• [What you need to do]: Reproduce every record below exactly as it appears.

--- START OF Given information ---

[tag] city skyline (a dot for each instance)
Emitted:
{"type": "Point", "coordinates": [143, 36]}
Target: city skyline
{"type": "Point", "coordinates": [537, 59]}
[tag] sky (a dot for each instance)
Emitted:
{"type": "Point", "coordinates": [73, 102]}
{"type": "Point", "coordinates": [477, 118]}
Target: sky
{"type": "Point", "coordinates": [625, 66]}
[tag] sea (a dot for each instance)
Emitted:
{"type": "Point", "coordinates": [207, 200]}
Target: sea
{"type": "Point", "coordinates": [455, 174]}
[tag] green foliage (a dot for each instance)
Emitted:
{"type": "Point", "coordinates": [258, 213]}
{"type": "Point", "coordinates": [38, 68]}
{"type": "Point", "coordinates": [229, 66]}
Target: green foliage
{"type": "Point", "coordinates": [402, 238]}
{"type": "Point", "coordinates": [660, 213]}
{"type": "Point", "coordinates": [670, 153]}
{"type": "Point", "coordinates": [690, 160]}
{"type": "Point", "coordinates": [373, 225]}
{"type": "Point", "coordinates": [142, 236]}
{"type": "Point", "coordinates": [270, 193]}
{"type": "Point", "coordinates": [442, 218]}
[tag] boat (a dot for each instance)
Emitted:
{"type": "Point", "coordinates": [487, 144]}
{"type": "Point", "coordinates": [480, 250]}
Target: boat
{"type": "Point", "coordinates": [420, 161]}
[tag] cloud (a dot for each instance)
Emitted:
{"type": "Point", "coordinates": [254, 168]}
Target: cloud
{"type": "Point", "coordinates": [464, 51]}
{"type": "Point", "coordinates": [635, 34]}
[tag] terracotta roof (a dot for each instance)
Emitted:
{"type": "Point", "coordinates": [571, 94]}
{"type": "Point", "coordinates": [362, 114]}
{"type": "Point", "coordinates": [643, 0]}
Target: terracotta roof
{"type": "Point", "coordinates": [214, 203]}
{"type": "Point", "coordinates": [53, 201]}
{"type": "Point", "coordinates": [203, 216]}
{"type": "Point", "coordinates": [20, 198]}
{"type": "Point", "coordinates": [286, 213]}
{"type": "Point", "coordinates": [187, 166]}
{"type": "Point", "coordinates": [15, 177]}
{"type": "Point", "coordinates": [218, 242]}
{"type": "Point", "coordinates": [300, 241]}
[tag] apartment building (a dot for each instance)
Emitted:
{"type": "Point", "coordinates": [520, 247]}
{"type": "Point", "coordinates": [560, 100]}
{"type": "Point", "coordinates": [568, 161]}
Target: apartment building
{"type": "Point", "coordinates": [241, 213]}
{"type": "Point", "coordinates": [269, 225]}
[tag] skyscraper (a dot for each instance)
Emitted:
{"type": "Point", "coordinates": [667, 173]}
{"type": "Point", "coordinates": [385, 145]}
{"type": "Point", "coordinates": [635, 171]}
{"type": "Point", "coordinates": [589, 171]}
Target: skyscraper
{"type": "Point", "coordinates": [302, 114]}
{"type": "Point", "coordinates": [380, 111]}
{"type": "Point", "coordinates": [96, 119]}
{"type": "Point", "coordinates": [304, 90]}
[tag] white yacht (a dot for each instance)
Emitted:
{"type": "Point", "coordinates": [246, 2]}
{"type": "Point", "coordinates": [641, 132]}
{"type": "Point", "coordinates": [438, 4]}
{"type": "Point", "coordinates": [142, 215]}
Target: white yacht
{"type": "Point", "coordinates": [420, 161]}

--- END OF Given information ---

• [Response to this exercise]:
[tag] city skyline (a dot for each instance)
Emitted:
{"type": "Point", "coordinates": [143, 36]}
Target: city skyline
{"type": "Point", "coordinates": [537, 59]}
[tag] sky (a dot for each instance)
Emitted:
{"type": "Point", "coordinates": [73, 102]}
{"type": "Point", "coordinates": [477, 118]}
Target: sky
{"type": "Point", "coordinates": [625, 66]}
[tag] sea (a dot for each instance)
Emitted:
{"type": "Point", "coordinates": [207, 200]}
Target: sea
{"type": "Point", "coordinates": [455, 174]}
[tag] green foliage (a dot for each instance)
Emitted:
{"type": "Point", "coordinates": [258, 213]}
{"type": "Point", "coordinates": [38, 68]}
{"type": "Point", "coordinates": [229, 66]}
Target: green foliage
{"type": "Point", "coordinates": [402, 238]}
{"type": "Point", "coordinates": [660, 213]}
{"type": "Point", "coordinates": [670, 153]}
{"type": "Point", "coordinates": [690, 160]}
{"type": "Point", "coordinates": [373, 225]}
{"type": "Point", "coordinates": [142, 236]}
{"type": "Point", "coordinates": [270, 193]}
{"type": "Point", "coordinates": [442, 218]}
[tag] boat (a dot for each instance)
Emitted:
{"type": "Point", "coordinates": [487, 144]}
{"type": "Point", "coordinates": [480, 250]}
Target: boat
{"type": "Point", "coordinates": [420, 161]}
[tag] cloud (a dot for each instance)
Emitted:
{"type": "Point", "coordinates": [254, 168]}
Target: cloud
{"type": "Point", "coordinates": [464, 51]}
{"type": "Point", "coordinates": [635, 34]}
[tag] terracotta roof (a dot for each instance)
Emitted:
{"type": "Point", "coordinates": [571, 94]}
{"type": "Point", "coordinates": [362, 114]}
{"type": "Point", "coordinates": [643, 0]}
Target: terracotta roof
{"type": "Point", "coordinates": [214, 203]}
{"type": "Point", "coordinates": [53, 201]}
{"type": "Point", "coordinates": [203, 216]}
{"type": "Point", "coordinates": [20, 198]}
{"type": "Point", "coordinates": [286, 213]}
{"type": "Point", "coordinates": [187, 166]}
{"type": "Point", "coordinates": [15, 177]}
{"type": "Point", "coordinates": [218, 242]}
{"type": "Point", "coordinates": [300, 241]}
[tag] apartment building (a dot for each instance)
Emitted:
{"type": "Point", "coordinates": [520, 247]}
{"type": "Point", "coordinates": [560, 100]}
{"type": "Point", "coordinates": [568, 161]}
Target: apartment building
{"type": "Point", "coordinates": [241, 213]}
{"type": "Point", "coordinates": [269, 225]}
[tag] skyscraper (a dot for each instance)
Emitted:
{"type": "Point", "coordinates": [667, 173]}
{"type": "Point", "coordinates": [385, 145]}
{"type": "Point", "coordinates": [635, 171]}
{"type": "Point", "coordinates": [589, 171]}
Target: skyscraper
{"type": "Point", "coordinates": [302, 114]}
{"type": "Point", "coordinates": [380, 111]}
{"type": "Point", "coordinates": [96, 119]}
{"type": "Point", "coordinates": [304, 90]}
[tag] white yacht (a dot for each instance)
Emitted:
{"type": "Point", "coordinates": [246, 2]}
{"type": "Point", "coordinates": [641, 132]}
{"type": "Point", "coordinates": [438, 4]}
{"type": "Point", "coordinates": [142, 215]}
Target: white yacht
{"type": "Point", "coordinates": [420, 161]}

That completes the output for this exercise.